[Source data]
----

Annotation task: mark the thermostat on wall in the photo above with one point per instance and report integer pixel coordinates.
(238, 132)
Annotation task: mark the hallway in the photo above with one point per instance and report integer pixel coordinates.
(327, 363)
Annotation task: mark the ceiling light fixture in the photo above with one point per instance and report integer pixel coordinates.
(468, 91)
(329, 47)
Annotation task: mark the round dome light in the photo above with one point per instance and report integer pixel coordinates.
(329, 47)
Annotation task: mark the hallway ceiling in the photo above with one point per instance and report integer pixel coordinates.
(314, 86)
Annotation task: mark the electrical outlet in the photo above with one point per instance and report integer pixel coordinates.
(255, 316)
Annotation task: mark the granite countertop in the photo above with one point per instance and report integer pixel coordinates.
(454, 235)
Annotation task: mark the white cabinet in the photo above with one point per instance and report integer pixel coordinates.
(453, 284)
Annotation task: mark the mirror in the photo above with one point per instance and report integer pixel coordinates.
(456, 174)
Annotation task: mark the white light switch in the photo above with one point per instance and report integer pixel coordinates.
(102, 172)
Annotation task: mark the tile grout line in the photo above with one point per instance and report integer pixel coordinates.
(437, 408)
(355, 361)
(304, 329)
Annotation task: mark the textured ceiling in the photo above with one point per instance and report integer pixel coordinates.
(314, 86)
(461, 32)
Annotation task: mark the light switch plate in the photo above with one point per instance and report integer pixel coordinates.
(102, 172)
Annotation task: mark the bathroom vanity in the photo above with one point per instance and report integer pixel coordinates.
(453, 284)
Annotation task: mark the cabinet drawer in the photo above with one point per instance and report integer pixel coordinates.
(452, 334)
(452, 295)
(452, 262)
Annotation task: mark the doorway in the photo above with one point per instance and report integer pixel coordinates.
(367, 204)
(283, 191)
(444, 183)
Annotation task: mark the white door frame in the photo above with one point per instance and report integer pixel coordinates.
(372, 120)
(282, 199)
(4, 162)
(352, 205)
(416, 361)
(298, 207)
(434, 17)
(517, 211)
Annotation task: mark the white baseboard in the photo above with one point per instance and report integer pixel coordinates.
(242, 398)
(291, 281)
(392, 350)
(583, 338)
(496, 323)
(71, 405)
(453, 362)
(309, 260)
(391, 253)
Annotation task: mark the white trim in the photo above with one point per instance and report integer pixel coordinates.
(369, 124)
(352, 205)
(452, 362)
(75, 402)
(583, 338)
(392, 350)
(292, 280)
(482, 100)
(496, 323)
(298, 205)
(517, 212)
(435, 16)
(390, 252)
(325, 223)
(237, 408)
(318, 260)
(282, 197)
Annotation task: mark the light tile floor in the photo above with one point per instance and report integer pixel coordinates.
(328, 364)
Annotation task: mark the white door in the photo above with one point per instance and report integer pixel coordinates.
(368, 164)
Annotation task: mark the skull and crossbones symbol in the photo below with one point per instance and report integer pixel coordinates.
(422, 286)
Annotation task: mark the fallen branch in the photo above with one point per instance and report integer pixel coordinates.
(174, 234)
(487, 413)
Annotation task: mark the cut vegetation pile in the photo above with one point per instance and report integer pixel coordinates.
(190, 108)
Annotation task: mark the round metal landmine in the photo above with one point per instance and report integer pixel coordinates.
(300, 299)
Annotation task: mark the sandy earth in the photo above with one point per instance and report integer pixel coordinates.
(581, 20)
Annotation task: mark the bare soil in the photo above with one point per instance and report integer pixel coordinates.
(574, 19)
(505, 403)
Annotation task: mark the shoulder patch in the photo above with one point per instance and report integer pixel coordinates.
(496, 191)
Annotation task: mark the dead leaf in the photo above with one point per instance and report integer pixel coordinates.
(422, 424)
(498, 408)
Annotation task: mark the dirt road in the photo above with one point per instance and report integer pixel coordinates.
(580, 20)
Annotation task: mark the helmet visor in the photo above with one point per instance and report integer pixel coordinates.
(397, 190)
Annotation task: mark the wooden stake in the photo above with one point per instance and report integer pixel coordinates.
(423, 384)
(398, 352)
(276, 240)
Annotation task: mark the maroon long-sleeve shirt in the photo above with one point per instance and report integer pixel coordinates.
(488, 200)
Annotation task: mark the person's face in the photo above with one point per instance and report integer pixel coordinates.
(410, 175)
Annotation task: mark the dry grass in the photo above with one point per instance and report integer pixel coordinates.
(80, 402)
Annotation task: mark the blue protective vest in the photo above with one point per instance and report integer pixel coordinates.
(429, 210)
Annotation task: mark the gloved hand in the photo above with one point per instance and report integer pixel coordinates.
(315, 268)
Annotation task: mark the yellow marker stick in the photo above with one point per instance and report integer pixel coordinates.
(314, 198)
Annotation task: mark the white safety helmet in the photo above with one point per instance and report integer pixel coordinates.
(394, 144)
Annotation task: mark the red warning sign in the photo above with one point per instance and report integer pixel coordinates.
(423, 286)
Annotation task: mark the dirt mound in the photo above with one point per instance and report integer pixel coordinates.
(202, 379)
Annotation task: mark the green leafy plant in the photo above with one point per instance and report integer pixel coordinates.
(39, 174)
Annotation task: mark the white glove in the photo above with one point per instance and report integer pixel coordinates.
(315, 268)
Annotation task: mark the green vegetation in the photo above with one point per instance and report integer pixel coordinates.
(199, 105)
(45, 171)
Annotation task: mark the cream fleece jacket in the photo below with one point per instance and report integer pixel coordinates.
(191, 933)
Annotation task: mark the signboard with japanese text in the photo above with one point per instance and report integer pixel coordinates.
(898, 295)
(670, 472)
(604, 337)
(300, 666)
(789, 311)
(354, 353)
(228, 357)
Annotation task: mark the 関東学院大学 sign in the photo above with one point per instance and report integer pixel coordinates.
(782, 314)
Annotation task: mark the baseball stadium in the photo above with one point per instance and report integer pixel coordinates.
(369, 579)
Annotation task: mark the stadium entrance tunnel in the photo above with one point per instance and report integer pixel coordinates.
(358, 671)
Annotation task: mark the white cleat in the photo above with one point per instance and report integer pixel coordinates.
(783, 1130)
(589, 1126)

----

Scale everything from the line containing "Annotation task: mark the dirt mound" down through the end of the material, writing each line out again with its request, and multiply every coordinate in the points by 0.2. Round each result to a whole number, with halves rounded up.

Annotation task: mark the dirt mound in the photo above with one point per instance and report integer pixel coordinates.
(40, 76)
Annotation task: mark the green leafy plant in the photo above with one point per instance and report integer pixel coordinates.
(8, 35)
Annotation task: mark the white glove in the photo above with one point per instance and report integer pixel coordinates.
(63, 54)
Annotation task: mark the green vegetation in the photo above with one point per instance and report integer pixel coordinates.
(40, 21)
(9, 34)
Annotation task: mark the cream fleece jacket in the photo below with one point per instance and report integer pixel coordinates.
(38, 187)
Annotation task: mark the signboard with japanese text in the photo above with one point per instance and report integer pixel coordinates.
(180, 59)
(134, 94)
(121, 67)
(60, 133)
(158, 62)
(71, 71)
(46, 71)
Annotation task: mark the 関東学院大学 sign in the photo above with one point per instance and report integer pixel coordinates.
(156, 63)
Annotation task: mark the baseball stadium in the photo above with one point per instance and report integer pixel coordinates.
(74, 116)
Annotation task: mark the stadium entrance tunnel in the photo above with one point per instance and report integer pixel coordinates.
(72, 134)
Annotation task: mark the white cleat in the photo above with one point per instance and report integer pixel coordinates.
(157, 226)
(118, 225)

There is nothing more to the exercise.